*** DOCUMENT EXTRACT ***
In what is being widely interpreted as a threat against his own party, former President Donald Trump is warning that Republicans won’t get out and vote next year if the GOP doesn’t “solve” (whatever that means) the nonexistent vote fraud he falsely claims deprived him of reelection last year. If Republicans continue to stand behind a man who is willing to tank their party for his personal agenda, then they deserve tanking even more than we already thought they did.
Trump, of course, lost the 2020 election by 7 million votes nationally and was defeated by a substantial margin in the Electoral College. Joe Biden’s clear victory in the most closely monitored and reviewed election in U.S. history has been confirmed by dozens of courts that patiently sifted through the Trump campaign’s mountains of outlandish allegations of voter fraud and found none to be valid.
*** End of DOCUMENT EXTRACT ***
*** INFORMATION GIVEN ***
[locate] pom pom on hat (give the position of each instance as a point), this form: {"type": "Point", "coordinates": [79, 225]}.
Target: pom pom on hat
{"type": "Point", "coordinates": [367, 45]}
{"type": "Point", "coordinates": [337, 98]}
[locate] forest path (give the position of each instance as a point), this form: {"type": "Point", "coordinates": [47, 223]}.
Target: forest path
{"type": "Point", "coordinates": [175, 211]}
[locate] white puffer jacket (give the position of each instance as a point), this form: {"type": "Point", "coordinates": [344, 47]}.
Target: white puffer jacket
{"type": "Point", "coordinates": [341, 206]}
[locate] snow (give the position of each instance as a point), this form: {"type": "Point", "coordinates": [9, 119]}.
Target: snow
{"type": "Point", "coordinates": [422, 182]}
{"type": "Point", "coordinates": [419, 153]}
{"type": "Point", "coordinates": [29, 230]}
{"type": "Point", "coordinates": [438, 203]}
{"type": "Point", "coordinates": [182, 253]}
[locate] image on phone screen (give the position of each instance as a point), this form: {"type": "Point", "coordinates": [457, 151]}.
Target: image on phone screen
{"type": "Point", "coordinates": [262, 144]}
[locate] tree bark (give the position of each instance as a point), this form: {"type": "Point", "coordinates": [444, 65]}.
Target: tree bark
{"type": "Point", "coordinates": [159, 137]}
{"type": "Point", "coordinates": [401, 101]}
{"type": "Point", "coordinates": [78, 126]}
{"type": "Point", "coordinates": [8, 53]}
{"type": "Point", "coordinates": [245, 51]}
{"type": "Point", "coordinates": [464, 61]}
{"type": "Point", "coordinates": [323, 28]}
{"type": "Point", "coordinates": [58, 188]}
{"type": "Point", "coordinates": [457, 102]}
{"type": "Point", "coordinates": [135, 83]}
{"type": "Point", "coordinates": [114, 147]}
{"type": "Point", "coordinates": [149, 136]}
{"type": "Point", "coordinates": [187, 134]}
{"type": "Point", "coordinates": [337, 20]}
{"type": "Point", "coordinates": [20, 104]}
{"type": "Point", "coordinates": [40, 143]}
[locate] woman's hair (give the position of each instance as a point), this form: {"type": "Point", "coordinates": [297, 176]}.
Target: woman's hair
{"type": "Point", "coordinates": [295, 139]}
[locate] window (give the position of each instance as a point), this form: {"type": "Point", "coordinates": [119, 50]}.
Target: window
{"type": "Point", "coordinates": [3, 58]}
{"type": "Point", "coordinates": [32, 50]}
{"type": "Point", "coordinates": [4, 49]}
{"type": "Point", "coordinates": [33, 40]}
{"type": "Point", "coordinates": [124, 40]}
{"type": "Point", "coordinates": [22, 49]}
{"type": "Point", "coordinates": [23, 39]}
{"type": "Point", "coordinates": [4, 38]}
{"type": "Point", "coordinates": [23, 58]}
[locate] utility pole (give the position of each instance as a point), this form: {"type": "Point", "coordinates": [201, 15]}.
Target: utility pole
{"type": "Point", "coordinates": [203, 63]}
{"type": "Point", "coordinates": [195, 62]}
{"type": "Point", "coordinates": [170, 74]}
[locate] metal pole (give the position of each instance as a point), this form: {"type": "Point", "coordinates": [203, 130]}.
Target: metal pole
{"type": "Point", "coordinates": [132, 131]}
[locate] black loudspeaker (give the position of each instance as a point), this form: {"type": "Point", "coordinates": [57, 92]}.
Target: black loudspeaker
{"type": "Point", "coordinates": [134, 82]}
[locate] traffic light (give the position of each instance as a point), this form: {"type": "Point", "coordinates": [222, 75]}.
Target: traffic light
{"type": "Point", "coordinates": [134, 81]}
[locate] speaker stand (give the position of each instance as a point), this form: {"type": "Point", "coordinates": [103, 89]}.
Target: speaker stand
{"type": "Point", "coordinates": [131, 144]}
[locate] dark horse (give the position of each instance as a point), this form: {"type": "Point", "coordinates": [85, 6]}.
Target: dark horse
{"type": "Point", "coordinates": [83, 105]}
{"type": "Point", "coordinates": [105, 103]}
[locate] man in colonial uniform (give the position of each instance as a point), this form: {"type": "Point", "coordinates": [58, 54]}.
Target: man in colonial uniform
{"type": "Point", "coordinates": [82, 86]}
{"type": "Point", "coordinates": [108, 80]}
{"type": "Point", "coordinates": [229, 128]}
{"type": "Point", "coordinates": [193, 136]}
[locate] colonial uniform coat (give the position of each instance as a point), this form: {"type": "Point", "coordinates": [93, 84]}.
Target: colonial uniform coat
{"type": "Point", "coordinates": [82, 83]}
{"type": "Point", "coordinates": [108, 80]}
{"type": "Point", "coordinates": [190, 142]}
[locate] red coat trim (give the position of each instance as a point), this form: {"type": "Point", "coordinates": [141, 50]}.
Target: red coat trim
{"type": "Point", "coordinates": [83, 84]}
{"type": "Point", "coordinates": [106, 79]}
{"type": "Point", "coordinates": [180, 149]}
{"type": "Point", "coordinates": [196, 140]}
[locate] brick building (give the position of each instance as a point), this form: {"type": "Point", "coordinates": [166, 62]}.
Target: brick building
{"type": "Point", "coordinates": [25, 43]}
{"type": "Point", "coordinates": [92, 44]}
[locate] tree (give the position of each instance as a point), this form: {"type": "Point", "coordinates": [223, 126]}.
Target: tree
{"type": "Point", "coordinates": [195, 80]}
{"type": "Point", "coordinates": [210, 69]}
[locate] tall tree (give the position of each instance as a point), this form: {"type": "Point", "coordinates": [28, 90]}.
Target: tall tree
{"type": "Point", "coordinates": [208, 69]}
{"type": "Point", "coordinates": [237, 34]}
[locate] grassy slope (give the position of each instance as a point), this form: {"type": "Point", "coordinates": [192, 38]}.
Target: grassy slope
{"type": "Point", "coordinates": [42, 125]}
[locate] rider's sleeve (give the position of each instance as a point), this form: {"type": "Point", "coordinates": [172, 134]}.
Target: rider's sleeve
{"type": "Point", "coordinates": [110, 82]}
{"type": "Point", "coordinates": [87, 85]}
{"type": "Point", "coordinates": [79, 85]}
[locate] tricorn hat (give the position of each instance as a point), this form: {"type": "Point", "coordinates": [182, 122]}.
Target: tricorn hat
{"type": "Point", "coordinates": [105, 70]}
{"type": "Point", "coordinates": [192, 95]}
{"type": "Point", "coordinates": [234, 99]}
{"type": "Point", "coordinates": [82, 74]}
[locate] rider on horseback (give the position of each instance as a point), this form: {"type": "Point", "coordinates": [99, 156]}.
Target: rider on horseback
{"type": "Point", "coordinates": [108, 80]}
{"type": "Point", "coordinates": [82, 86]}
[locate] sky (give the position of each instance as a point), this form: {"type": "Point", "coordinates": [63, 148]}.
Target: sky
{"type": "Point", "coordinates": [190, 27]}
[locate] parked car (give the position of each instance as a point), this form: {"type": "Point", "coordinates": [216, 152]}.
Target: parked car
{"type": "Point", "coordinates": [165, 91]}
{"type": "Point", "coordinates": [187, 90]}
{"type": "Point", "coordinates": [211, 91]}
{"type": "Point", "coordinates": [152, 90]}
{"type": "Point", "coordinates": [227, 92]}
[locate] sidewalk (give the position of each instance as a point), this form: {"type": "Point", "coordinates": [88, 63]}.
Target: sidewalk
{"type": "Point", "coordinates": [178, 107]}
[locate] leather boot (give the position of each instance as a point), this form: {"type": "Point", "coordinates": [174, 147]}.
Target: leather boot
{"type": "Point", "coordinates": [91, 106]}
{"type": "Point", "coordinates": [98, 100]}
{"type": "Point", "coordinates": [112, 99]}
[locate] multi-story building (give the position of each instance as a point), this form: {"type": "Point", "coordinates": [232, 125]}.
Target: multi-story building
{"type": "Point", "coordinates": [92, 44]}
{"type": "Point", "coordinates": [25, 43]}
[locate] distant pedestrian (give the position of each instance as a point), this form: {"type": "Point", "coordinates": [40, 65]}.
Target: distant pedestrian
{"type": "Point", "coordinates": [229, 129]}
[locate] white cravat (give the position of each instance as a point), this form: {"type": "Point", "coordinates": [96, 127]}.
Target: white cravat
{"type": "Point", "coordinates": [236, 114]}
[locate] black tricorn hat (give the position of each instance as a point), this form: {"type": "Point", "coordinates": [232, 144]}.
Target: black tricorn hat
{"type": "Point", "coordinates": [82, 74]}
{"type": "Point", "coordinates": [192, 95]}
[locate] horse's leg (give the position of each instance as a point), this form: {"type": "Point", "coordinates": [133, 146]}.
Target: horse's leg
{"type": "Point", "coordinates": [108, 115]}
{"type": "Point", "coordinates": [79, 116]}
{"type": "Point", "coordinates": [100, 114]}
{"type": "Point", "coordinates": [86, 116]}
*** End of INFORMATION GIVEN ***
Write the next part of the opinion piece about Trump's warning to Republicans over vote fraud, starting right after its last sentence.

▸ **RESULT FOR THIS TASK**
Yet almost a year later, Trump continues to bang this delusional drum — and to demand that Republican politicians everywhere march to it. To their shame, most have either done so or have been conspicuously silent in the face of Trump’s big lie, which threatens the very foundations of elective democracy. Seldom if ever has a major political party provided such clear-cut evidence of its own unfitness for power.
It would be fitting if that continuing fealty to a madman is what costs the party its shot at retaking Congress in next year’s midterms. That could (and perhaps should) be the result of Trump’s obsession with keeping his vote-fraud fantasy at the top of every GOP ticket.
“If we don’t solve the Presidential Election Fraud of 2020 (which we have thoroughly and conclusively documented), Republicans will not be voting in ’22 or ’24,” Trump said in a statement last week. “It is the single most important thing for Republicans to do.”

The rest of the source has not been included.